◆ **To-do list**
- a) In the passage on government ethics, what role does Jordan Libowitz hold?
- b) From the passage on government ethics, reproduce the text from "At the same" to "his business interests." with no changes.

The first casualty of the new government taking over Washington may be information about the government itself, ethics watchdogs say.
The new Republican-led Congress is moving toward confirming several of President-elect Donald Trump’s choices to run executive-branch departments even though they have not had their financial disclosures vetted and cleared by ethics officials. The first act by the House was a vote — later rescinded after criticism— to dilute the power of an independent ethics office, notably its authority to share information about members with the public.
At the same time, Trump continues to refuse to release his tax returns. He’s asked for an investigation to find out how NBC News got intelligence information. And he has not yet said how or whether he’ll divorce himself from his business interests.
“There seems to be a new kind of culture coming in, different from what we’ve seen the past,” said Jordan Libowitz, spokesman for Citizens for Responsibility and Ethics in Washington.
Republicans downplay the controversies as partisan whining. “Little procedural complaints,” was how Senate Majority Leader Mitch McConnell, R-Ky, described the complaints about the lack of information from Cabinet designees.
To ethics watchdogs, the trend is clear and troublesome. Trump made “drain the swamp” in Washington a major theme of his campaign, yet the public is probably more confused and skeptical than ever, independent groups maintained.

(Entries from a point annotation set)

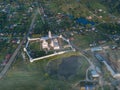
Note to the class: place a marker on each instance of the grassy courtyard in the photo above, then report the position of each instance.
(24, 75)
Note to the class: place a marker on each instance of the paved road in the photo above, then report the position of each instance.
(7, 66)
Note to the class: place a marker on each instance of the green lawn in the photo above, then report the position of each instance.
(24, 75)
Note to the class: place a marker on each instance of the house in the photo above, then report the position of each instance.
(55, 44)
(45, 44)
(94, 74)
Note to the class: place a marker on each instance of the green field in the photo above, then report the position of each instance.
(24, 75)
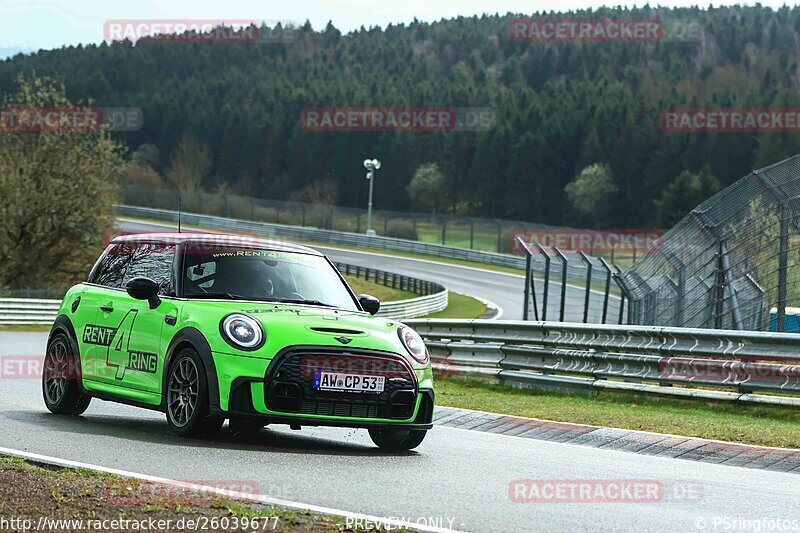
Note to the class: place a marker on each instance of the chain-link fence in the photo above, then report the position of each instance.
(571, 286)
(493, 235)
(732, 263)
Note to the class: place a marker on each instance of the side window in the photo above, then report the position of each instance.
(203, 274)
(152, 261)
(110, 271)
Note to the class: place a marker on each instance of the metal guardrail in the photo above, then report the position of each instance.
(300, 233)
(434, 298)
(17, 311)
(741, 366)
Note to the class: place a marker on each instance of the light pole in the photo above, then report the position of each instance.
(371, 165)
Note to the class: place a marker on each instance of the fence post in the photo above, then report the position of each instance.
(719, 289)
(623, 291)
(588, 286)
(546, 279)
(608, 287)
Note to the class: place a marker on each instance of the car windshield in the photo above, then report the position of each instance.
(259, 274)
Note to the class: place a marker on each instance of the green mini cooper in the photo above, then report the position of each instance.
(209, 327)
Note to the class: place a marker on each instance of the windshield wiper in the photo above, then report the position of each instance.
(303, 302)
(225, 295)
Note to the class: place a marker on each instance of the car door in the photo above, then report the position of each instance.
(103, 286)
(134, 357)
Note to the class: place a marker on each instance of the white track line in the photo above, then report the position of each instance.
(267, 500)
(401, 257)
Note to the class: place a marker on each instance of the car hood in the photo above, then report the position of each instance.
(293, 325)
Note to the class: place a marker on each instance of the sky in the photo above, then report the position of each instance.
(46, 24)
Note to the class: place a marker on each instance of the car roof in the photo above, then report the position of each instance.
(226, 240)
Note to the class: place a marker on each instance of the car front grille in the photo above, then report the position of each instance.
(290, 385)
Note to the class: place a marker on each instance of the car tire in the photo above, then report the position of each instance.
(188, 403)
(391, 439)
(244, 428)
(61, 386)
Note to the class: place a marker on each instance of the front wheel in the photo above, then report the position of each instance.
(60, 386)
(188, 406)
(392, 439)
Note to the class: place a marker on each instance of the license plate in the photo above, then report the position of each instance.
(348, 382)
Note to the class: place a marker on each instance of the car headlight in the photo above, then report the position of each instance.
(413, 343)
(242, 332)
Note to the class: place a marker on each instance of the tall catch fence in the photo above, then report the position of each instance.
(732, 263)
(473, 233)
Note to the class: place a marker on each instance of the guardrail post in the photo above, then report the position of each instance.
(783, 261)
(546, 279)
(563, 282)
(588, 286)
(623, 290)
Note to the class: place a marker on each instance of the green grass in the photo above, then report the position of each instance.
(765, 426)
(460, 306)
(24, 327)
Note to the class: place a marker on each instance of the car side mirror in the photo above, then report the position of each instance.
(144, 289)
(370, 304)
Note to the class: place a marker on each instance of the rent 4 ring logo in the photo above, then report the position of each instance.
(704, 120)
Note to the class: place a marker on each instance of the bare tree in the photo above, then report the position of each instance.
(58, 187)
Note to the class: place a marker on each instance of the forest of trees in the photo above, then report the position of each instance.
(226, 116)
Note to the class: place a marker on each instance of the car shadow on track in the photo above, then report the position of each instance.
(154, 430)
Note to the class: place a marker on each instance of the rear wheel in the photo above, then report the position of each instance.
(188, 405)
(392, 439)
(60, 386)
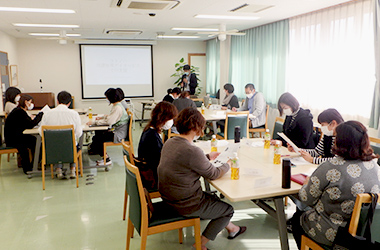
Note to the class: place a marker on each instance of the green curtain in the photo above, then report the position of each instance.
(260, 58)
(213, 66)
(375, 111)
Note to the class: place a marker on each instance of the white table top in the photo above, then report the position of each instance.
(259, 177)
(85, 127)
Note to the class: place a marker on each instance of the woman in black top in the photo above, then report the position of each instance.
(150, 144)
(329, 120)
(298, 125)
(17, 121)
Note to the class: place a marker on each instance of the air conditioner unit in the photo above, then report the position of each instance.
(154, 5)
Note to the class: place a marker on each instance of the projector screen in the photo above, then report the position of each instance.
(129, 67)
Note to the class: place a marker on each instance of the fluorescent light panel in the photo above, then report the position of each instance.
(227, 17)
(51, 34)
(37, 25)
(196, 29)
(16, 9)
(180, 37)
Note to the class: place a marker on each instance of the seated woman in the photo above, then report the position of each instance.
(332, 188)
(181, 166)
(117, 120)
(230, 100)
(12, 97)
(184, 101)
(15, 124)
(329, 120)
(150, 144)
(298, 125)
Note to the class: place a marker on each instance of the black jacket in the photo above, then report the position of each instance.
(300, 131)
(17, 121)
(149, 150)
(192, 84)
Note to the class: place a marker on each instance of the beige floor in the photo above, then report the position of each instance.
(90, 217)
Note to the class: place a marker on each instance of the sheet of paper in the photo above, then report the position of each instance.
(296, 149)
(227, 154)
(45, 108)
(298, 161)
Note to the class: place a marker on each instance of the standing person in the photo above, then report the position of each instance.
(17, 121)
(298, 125)
(255, 103)
(62, 115)
(230, 100)
(117, 120)
(181, 166)
(332, 188)
(329, 120)
(184, 101)
(12, 97)
(189, 80)
(150, 144)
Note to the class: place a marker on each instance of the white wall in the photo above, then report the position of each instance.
(59, 68)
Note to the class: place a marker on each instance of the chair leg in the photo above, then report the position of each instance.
(197, 234)
(129, 233)
(125, 203)
(180, 235)
(52, 171)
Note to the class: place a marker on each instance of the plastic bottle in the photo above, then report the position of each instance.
(89, 113)
(267, 139)
(214, 144)
(277, 153)
(235, 167)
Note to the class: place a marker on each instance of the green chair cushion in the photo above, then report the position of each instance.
(163, 214)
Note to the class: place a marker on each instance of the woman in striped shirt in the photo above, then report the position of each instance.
(329, 120)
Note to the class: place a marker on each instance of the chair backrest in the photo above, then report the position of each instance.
(58, 144)
(138, 210)
(278, 123)
(234, 119)
(127, 151)
(375, 147)
(359, 215)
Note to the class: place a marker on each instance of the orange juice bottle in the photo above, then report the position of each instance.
(89, 113)
(214, 144)
(235, 167)
(267, 139)
(277, 153)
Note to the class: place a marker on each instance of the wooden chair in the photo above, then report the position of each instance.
(127, 151)
(307, 243)
(128, 139)
(163, 219)
(59, 146)
(261, 130)
(233, 119)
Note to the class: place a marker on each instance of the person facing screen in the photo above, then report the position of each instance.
(329, 120)
(117, 120)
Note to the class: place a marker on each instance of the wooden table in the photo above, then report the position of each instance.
(35, 132)
(260, 179)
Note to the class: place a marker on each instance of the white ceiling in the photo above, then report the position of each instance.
(96, 16)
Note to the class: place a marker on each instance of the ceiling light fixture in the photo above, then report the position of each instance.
(179, 37)
(196, 29)
(46, 25)
(36, 10)
(52, 34)
(227, 17)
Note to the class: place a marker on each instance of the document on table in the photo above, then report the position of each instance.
(227, 154)
(296, 149)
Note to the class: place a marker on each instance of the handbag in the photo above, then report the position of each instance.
(345, 239)
(146, 173)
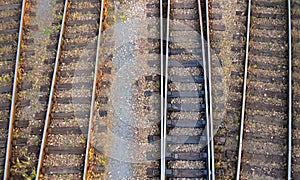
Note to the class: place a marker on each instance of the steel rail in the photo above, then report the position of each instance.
(49, 108)
(166, 64)
(205, 90)
(210, 94)
(13, 98)
(244, 95)
(290, 100)
(90, 125)
(162, 106)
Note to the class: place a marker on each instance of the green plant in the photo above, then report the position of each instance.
(47, 31)
(122, 16)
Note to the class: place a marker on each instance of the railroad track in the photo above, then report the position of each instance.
(63, 148)
(185, 124)
(64, 103)
(296, 91)
(265, 133)
(9, 33)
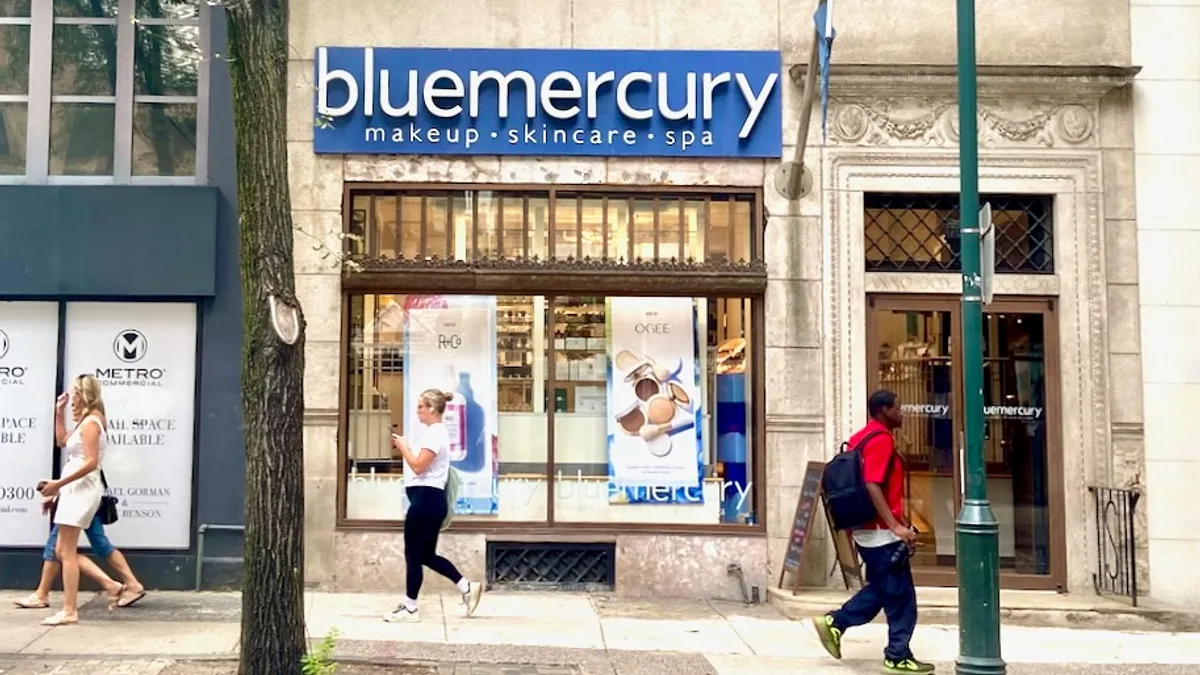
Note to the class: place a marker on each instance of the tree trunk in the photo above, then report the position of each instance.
(273, 623)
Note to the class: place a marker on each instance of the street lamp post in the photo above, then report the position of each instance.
(977, 533)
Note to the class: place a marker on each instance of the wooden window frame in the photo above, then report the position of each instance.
(742, 280)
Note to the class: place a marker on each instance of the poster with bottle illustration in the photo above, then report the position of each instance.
(655, 454)
(450, 345)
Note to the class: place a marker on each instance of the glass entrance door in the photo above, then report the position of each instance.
(915, 346)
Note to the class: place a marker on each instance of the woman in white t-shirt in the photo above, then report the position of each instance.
(426, 471)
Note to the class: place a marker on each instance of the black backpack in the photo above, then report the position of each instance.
(847, 501)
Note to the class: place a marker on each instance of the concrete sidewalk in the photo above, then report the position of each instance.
(592, 633)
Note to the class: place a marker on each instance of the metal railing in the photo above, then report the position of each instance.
(1116, 562)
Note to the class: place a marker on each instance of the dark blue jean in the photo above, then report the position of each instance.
(889, 589)
(95, 532)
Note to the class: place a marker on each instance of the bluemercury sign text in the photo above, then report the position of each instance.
(547, 102)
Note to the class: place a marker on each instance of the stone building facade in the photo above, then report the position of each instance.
(1057, 123)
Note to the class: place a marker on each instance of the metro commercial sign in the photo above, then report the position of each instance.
(547, 102)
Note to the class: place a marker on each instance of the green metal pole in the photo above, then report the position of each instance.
(977, 533)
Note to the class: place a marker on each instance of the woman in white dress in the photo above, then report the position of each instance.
(79, 490)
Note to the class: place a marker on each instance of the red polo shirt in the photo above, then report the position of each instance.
(876, 454)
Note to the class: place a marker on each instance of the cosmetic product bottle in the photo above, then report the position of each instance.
(455, 419)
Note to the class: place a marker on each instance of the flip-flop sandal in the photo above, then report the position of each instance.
(31, 602)
(59, 619)
(132, 601)
(114, 599)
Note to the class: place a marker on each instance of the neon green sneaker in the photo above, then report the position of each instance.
(906, 667)
(831, 637)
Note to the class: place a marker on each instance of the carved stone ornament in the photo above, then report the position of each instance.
(935, 123)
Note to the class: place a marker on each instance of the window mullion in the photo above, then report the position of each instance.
(123, 135)
(37, 132)
(202, 95)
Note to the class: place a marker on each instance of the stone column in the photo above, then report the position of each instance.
(1167, 103)
(316, 185)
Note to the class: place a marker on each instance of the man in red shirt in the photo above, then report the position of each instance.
(883, 545)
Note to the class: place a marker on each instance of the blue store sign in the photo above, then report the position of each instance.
(547, 102)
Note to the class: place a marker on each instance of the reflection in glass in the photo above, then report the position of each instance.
(438, 234)
(163, 139)
(84, 61)
(643, 230)
(915, 360)
(15, 7)
(720, 230)
(167, 9)
(1015, 437)
(487, 223)
(82, 138)
(567, 217)
(13, 59)
(85, 7)
(166, 60)
(377, 407)
(617, 246)
(13, 118)
(671, 230)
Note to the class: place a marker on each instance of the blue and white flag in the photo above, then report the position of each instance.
(825, 33)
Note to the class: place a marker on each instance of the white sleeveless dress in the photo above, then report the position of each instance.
(78, 501)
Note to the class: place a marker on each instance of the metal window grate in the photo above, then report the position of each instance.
(552, 566)
(1116, 547)
(922, 233)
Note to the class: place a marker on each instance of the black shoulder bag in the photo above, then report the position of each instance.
(107, 512)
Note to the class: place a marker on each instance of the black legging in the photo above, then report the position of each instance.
(426, 511)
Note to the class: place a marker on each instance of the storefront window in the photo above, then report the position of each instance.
(601, 408)
(471, 225)
(501, 425)
(921, 232)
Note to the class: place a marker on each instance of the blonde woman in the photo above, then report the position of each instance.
(426, 471)
(79, 490)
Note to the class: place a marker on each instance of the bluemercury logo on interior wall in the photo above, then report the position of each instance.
(547, 102)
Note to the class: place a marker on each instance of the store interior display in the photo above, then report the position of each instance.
(727, 329)
(516, 342)
(581, 356)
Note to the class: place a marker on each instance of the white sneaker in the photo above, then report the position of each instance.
(402, 615)
(472, 597)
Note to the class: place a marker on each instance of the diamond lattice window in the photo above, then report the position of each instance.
(922, 233)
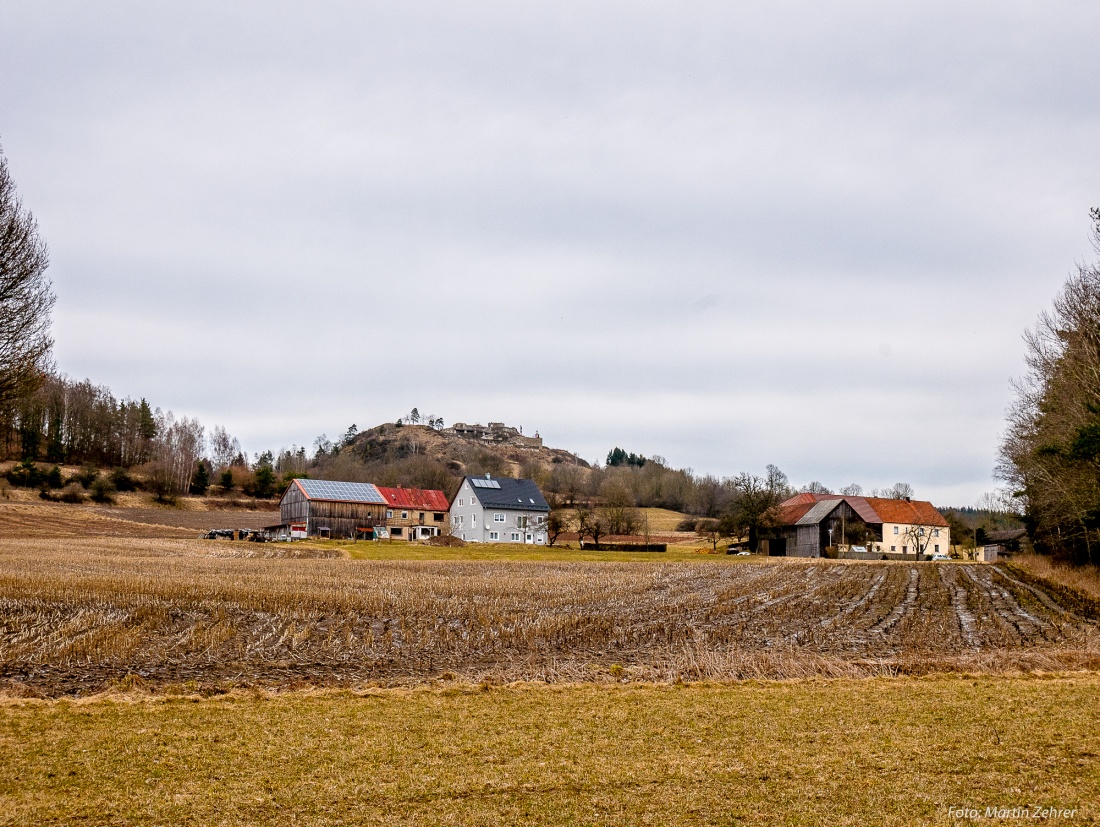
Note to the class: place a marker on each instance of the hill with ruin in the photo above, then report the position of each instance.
(472, 449)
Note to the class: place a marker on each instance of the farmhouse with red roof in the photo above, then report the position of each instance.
(809, 524)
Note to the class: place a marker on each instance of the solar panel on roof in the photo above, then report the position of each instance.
(343, 492)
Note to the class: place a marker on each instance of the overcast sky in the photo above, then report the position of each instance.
(733, 234)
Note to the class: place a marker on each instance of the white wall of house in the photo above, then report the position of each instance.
(902, 538)
(474, 522)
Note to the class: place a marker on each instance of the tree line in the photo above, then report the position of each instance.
(1051, 452)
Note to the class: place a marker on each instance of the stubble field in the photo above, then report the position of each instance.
(146, 677)
(79, 616)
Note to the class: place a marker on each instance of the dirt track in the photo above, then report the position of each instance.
(74, 618)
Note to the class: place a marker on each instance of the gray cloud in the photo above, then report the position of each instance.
(788, 232)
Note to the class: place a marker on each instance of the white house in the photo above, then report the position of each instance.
(499, 509)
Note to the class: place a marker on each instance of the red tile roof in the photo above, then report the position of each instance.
(912, 513)
(420, 498)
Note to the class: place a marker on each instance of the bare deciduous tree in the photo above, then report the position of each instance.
(25, 297)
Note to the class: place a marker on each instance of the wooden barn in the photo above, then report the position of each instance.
(813, 525)
(326, 508)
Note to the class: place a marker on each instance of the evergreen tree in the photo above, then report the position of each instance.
(200, 481)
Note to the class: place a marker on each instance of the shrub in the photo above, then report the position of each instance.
(102, 491)
(85, 476)
(121, 480)
(26, 475)
(73, 493)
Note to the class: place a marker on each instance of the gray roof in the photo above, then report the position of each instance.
(818, 513)
(341, 492)
(512, 494)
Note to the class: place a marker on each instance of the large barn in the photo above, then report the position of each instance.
(809, 525)
(326, 508)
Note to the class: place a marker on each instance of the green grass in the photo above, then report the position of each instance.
(400, 550)
(890, 751)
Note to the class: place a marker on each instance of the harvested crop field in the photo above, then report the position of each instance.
(77, 617)
(61, 520)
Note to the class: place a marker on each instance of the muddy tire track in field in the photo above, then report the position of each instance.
(912, 591)
(72, 624)
(967, 622)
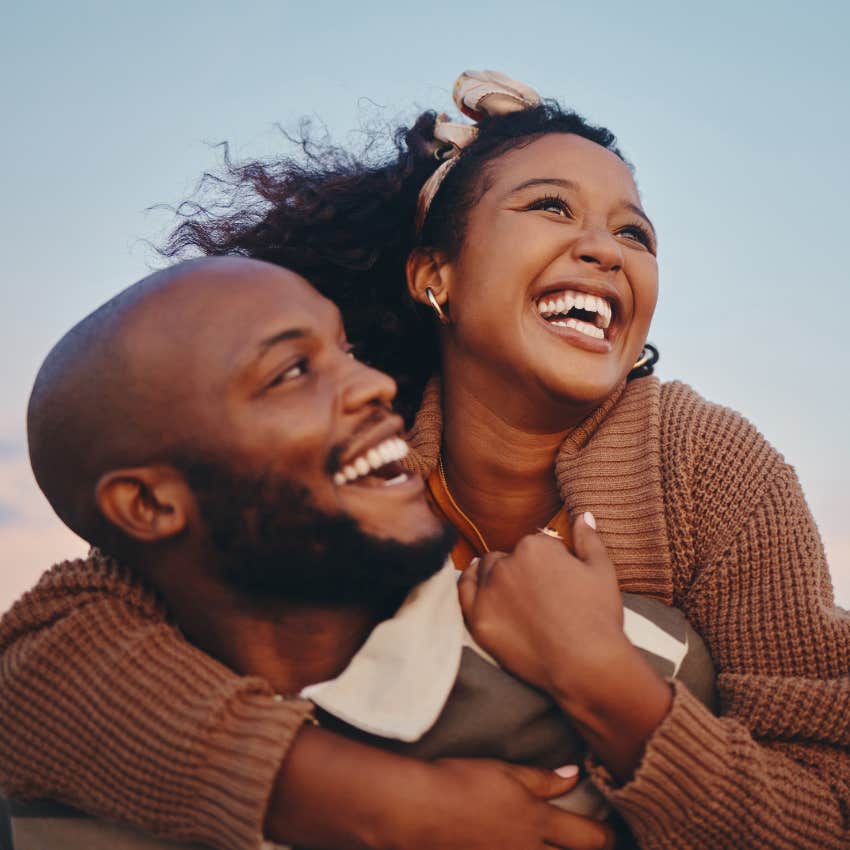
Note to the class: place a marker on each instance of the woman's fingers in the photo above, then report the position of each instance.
(573, 832)
(588, 544)
(545, 784)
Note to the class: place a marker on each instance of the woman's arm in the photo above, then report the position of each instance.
(105, 707)
(773, 771)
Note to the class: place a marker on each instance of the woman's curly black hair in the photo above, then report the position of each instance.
(346, 223)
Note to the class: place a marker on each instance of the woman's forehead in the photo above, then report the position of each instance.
(562, 158)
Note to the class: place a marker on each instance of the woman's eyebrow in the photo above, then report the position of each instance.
(539, 181)
(639, 212)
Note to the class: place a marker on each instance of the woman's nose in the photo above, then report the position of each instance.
(599, 247)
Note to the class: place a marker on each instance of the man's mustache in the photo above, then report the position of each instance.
(378, 415)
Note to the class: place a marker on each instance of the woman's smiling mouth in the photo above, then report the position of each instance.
(582, 318)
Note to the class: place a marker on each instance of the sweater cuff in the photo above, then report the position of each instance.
(241, 760)
(683, 759)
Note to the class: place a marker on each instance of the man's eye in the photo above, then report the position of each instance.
(551, 204)
(296, 370)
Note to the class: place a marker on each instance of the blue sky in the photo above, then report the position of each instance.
(735, 116)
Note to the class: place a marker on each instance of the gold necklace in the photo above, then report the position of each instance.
(458, 508)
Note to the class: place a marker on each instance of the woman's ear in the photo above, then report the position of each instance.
(428, 270)
(148, 503)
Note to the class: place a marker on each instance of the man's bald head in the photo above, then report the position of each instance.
(122, 387)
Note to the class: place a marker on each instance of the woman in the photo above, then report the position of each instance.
(533, 265)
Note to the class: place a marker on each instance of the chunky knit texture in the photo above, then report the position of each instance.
(105, 706)
(698, 510)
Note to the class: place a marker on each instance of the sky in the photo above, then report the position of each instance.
(734, 114)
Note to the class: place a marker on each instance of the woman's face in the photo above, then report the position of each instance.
(555, 286)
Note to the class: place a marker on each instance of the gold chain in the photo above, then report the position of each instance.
(458, 508)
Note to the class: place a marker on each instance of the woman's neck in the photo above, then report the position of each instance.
(500, 474)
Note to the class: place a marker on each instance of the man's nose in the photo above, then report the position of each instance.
(598, 246)
(365, 385)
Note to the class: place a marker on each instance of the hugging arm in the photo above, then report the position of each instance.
(105, 707)
(773, 770)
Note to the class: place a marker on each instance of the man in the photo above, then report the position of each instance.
(210, 430)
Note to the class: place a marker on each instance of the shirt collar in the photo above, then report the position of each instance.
(399, 681)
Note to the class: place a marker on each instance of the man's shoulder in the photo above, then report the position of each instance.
(91, 585)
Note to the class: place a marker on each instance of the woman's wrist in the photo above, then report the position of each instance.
(618, 707)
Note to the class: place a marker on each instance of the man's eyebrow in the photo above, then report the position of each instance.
(639, 212)
(552, 181)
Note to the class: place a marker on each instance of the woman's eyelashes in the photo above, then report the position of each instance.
(638, 233)
(556, 205)
(292, 372)
(551, 204)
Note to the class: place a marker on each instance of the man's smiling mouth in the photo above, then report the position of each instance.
(581, 311)
(376, 466)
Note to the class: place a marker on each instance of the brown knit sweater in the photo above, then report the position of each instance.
(103, 705)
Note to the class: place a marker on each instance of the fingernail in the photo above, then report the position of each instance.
(568, 771)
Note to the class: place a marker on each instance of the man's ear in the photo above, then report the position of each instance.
(148, 503)
(426, 269)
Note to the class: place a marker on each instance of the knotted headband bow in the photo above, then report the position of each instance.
(478, 94)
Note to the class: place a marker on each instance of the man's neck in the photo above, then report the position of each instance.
(293, 647)
(289, 645)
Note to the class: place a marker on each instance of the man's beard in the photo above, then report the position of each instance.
(272, 544)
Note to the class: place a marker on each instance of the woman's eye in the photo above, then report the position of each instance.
(551, 204)
(296, 370)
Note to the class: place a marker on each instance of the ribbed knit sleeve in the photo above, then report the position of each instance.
(107, 708)
(773, 770)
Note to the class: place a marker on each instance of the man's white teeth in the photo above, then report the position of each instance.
(386, 452)
(582, 327)
(560, 305)
(399, 479)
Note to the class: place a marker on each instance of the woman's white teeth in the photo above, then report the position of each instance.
(581, 327)
(386, 452)
(562, 303)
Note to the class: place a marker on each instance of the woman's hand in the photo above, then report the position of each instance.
(556, 620)
(552, 618)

◆ **Expected results**
- a) He is the spokesman for Citizens for Responsibility and Ethics in Washington.

- b)
At the same time, Trump continues to refuse to release his tax returns. He’s asked for an investigation to find out how NBC News got intelligence information. And he has not yet said how or whether he’ll divorce himself from his business interests.